* Entries
::::::::

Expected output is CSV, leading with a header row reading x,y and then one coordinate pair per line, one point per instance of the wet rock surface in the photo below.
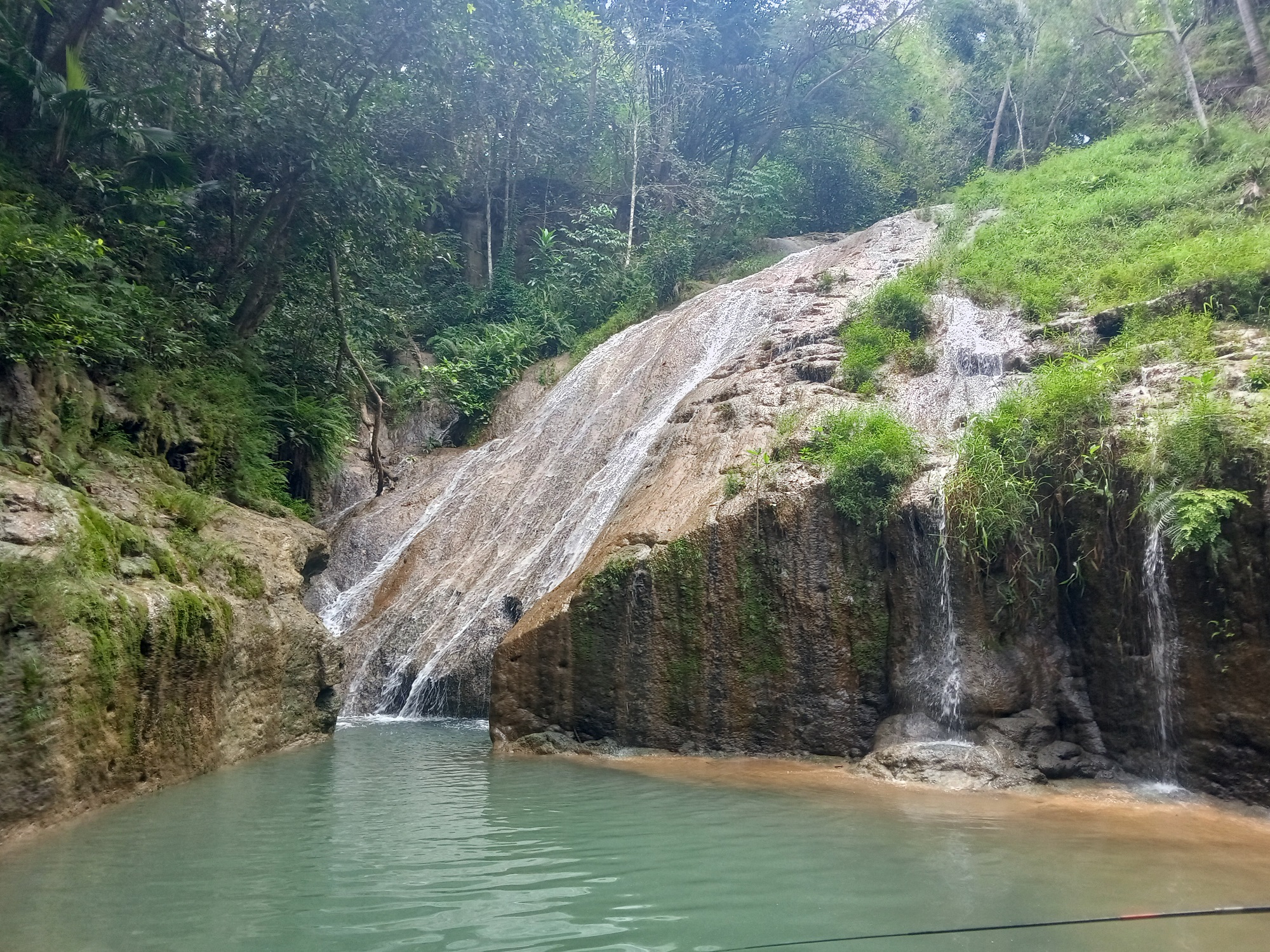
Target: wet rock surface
x,y
137,653
1062,690
420,577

::::::::

* Exercise instructions
Can you quote the records above word for word, with the pictures left out?

* Response
Expected output is CSV, leading with a header row reading x,y and then one coordinate pair per line, one point per instance of the wet rock surface in the photo below.
Target: wet rock surface
x,y
137,653
1062,690
420,577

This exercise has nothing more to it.